• **WHAT THE TASK REQUIRES**
All of the entries below need to be repeated exactly.

• **DATA IN THIS EXERCISE**
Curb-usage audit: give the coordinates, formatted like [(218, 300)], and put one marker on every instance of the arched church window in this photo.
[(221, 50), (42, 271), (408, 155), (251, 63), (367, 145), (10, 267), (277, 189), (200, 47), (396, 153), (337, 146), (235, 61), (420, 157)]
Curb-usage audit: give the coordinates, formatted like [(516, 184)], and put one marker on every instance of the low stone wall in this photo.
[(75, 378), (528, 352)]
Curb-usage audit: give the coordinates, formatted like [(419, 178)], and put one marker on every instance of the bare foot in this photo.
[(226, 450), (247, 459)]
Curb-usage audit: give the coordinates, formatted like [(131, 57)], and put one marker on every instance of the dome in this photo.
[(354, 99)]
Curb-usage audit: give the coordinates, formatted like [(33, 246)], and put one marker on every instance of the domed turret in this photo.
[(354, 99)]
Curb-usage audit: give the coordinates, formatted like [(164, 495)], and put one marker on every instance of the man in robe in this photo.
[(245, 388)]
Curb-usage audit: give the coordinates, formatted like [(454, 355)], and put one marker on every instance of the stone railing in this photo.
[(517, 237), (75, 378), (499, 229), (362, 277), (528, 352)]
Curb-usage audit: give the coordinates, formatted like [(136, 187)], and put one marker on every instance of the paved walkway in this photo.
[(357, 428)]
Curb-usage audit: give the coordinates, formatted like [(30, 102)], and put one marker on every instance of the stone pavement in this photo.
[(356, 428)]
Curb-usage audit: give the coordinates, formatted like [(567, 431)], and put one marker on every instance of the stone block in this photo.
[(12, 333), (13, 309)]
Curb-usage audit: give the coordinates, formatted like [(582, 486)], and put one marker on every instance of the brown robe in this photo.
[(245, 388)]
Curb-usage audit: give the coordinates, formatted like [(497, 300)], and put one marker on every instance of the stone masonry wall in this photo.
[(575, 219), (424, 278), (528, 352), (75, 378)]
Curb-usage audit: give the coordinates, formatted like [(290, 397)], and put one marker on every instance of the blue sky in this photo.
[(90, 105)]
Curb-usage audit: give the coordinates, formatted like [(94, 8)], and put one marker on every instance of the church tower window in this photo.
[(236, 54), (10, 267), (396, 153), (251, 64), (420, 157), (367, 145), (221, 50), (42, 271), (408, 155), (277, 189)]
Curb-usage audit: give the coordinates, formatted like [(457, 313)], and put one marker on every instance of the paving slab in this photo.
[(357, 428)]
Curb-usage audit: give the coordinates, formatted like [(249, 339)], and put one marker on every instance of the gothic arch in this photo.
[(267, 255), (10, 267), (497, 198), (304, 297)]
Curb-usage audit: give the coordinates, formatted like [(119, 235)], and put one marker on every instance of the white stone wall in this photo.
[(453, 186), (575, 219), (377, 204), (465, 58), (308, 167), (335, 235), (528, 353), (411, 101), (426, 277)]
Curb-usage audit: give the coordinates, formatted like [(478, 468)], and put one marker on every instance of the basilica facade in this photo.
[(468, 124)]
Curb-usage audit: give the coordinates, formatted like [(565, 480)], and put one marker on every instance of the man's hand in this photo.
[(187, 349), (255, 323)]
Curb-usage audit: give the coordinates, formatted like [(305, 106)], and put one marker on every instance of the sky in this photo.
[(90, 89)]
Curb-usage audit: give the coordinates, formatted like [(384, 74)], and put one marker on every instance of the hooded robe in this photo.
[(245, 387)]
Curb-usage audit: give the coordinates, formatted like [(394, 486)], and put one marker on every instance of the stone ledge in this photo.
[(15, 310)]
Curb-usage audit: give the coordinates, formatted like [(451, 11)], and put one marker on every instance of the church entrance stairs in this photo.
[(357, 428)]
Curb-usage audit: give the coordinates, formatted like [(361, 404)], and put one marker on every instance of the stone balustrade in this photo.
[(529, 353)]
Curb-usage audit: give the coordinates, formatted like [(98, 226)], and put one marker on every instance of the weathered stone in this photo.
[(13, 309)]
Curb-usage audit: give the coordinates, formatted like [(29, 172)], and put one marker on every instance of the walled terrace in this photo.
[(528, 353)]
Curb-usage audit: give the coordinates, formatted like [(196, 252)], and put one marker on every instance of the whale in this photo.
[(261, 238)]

• **TASK RESULT**
Curb-usage audit: give the coordinates, formatted like [(218, 300)], and put one marker on every instance of the arched church window in this photo.
[(221, 50), (42, 271), (408, 155), (251, 63), (367, 145), (10, 267), (277, 189), (200, 47), (396, 153), (337, 146), (235, 61), (420, 157)]
Curb-usage audit: give the coordinates, formatted like [(516, 184)], and put one marker on every instance of the low stone wall in this photo.
[(75, 378), (528, 352)]
Curb-usage audit: give the coordinates, formatted like [(419, 178)], and put one marker on every instance of the bare foot in this photo.
[(226, 450), (247, 459)]
Curb-usage audit: give the coordinates, formatted like [(131, 57)], and put one marker on every instance of the dome in this photo.
[(354, 99)]
Curb-usage audit: give the coordinates, formatted like [(33, 246)], and put one marker on every instance of the domed turret in this photo.
[(354, 99)]
Curb-usage audit: give the coordinates, formatted like [(164, 495)], and put one marker on every instance of the man in robe in this photo.
[(245, 388)]
Curb-usage audit: give the coordinates, formatted like [(454, 355)], and put one marker on every instance of the stone railing in this photo.
[(517, 237), (75, 378), (499, 229), (362, 277), (528, 352)]
Curb-usage audit: give the coordinates, formatted like [(136, 187)], and put one marker on every instance of the paved walkway in this photo.
[(357, 428)]
Curb-usage audit: give the coordinates, formatted like [(30, 102)], and put one marker on every instance of the stone pavement in this photo.
[(356, 428)]
Curb-usage audit: give the coordinates, formatted like [(567, 431)], and put one marker on every instance of the stone block in this photo.
[(12, 333), (13, 309)]
Curb-usage audit: give the coordinates, formatted like [(582, 486)], and put one marker on every instance of the brown robe in this photo.
[(245, 388)]
Curb-usage audit: give the coordinates, formatted like [(497, 300)], and put one marker on every instance of the stone masonry wall in this photo.
[(575, 219), (424, 278), (528, 352), (75, 378)]
Curb-usage audit: give the coordinates, formatted like [(290, 397)], and put one marker on every instance of the blue sky in this photo.
[(90, 105)]
Curb-usage audit: give the coordinates, formatted like [(94, 8)], and put one marker on every instance of the church tower window in this photo.
[(236, 54), (10, 267), (396, 153), (251, 64), (420, 157), (367, 145), (221, 50), (42, 271), (408, 155), (277, 189)]
Curb-usage audit: give the coordinates, formatted like [(457, 313)], and put one marker on every instance of the paving slab in this photo.
[(357, 428)]
Curb-usage audit: give the coordinates, formatted like [(249, 339)], and put one marker on every instance of the gothic arch in this photo.
[(267, 255), (10, 267), (497, 198), (304, 297)]
Curb-usage audit: give the coordinates, formatted like [(119, 235)], and put one marker on every instance of the white stone wall in this photo.
[(453, 186), (575, 219), (377, 204), (465, 58), (308, 167), (335, 235), (528, 353), (411, 101), (426, 277)]
Curb-usage audit: give the coordinates, formatted like [(478, 468)], and put one marker on every instance of the basilica facade in this photo.
[(468, 124)]
Curb-usage audit: give the coordinates, formatted like [(565, 480)], and put one marker on every instance of the man's hand in this photo.
[(187, 349), (255, 323)]
Curb-usage audit: give the coordinates, formatted like [(305, 106)], and put one marker on every instance of the sky in this photo.
[(90, 89)]
Curb-usage audit: give the coordinates, formatted like [(384, 74)], and put one marker on every instance of the hooded robe in this photo.
[(245, 387)]
Curb-usage audit: give the coordinates, formatted like [(394, 486)], and put one marker on every instance of the stone ledge in this photo.
[(15, 310)]
Curb-usage audit: give the coordinates, formatted like [(451, 11)], and put one marker on every instance of the church entrance stairs in this photo.
[(357, 428)]
Curb-usage audit: give the coordinates, formatted like [(361, 404)], and put one marker on every instance of the stone balustrade in this photo.
[(529, 353)]
Curb-usage audit: give the coordinates, formatted like [(98, 226)], and put one marker on every instance of the weathered stone in this photo.
[(13, 309)]
Curb-usage audit: give the coordinates, formatted like [(29, 172)], and put one marker on every instance of the walled terrace in this photo.
[(528, 353)]
Curb-usage audit: give the coordinates, formatted like [(196, 252)], and put one marker on every instance of the whale in this photo.
[(261, 238)]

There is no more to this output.